▸ STATED GOAL: The records below are to be repeated in full, exactly as they are.
----
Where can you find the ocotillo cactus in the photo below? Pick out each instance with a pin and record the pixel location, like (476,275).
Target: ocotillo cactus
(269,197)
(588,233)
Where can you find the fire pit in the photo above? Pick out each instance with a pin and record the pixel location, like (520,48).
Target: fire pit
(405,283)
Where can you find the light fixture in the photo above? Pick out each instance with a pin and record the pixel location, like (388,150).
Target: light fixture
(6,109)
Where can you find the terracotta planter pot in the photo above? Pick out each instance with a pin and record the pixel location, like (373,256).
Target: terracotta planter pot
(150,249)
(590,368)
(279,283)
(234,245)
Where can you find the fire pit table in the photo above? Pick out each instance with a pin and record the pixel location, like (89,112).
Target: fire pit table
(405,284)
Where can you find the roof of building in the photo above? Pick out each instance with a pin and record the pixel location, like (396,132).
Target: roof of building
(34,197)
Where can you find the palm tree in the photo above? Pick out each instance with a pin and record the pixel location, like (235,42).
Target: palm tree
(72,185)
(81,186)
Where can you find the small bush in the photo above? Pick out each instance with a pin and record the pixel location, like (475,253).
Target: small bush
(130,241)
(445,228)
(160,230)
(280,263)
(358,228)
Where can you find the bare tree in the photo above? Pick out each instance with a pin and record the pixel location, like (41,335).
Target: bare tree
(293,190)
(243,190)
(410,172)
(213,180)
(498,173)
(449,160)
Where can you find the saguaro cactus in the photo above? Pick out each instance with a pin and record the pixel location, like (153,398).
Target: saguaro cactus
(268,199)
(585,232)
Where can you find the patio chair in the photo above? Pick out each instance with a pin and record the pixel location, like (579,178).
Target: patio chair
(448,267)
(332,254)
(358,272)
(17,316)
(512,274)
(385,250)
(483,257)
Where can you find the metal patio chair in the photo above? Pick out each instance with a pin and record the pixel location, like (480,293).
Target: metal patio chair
----
▸ ANSWER:
Where can you find the ocotillo cactus in the photo below? Pick out each instance with a pin and record the pixel location, like (476,275).
Target: ocotillo cactus
(269,197)
(588,233)
Where can you find the fire pit in the photo above? Pick out each instance with a pin and record the pixel location, like (520,48).
Target: fire pit
(405,283)
Where can you find the light fixture in the photo above? Pick out each instance with a pin and record the pixel location, like (388,150).
Target: light fixture
(6,109)
Where can you find the terracotta planter pot in the photo above? Pick out each instance with a pin and record the pixel location, like (373,256).
Target: terracotta planter pot
(150,249)
(590,368)
(279,283)
(234,245)
Where can you find the fire pit table in the photo above? Pick out each instance with a pin and record the pixel location, like (89,112).
Target: fire pit table
(405,284)
Where can you find the roof of building in the photo above? Pick out each instance with a pin and record the pixel location, like (396,132).
Target: roof of building
(34,197)
Where can you find the palm tree in the photo above? Pick out each instance with a pin and record the pixel location, like (235,42).
Target: palm tree
(72,185)
(81,186)
Where can you find the small bush in the photo above? Pick out each instance with a pin and record the pixel location, like (475,253).
Target: small bush
(130,241)
(445,228)
(160,230)
(280,263)
(358,228)
Where can you find the bare tree in the photo above? Pick out each instance with a pin and record the pixel location, like (41,335).
Target: bare tree
(293,190)
(243,190)
(410,172)
(213,180)
(498,173)
(449,160)
Where can you find the saguaro cactus in the photo above? Pick out each instance with a pin and record the pixel location, like (153,398).
Target: saguaro cactus
(268,199)
(585,232)
Where can you find the patio chair in the photo above? Pick out each instance with a pin and record the pixel location, like (579,178).
Target: patio chair
(448,267)
(332,254)
(358,272)
(17,316)
(512,274)
(385,250)
(483,257)
Where can you find the metal patio chair in the photo above? Pick out each instance with a pin and record the pixel location, like (480,293).
Target: metal patio chair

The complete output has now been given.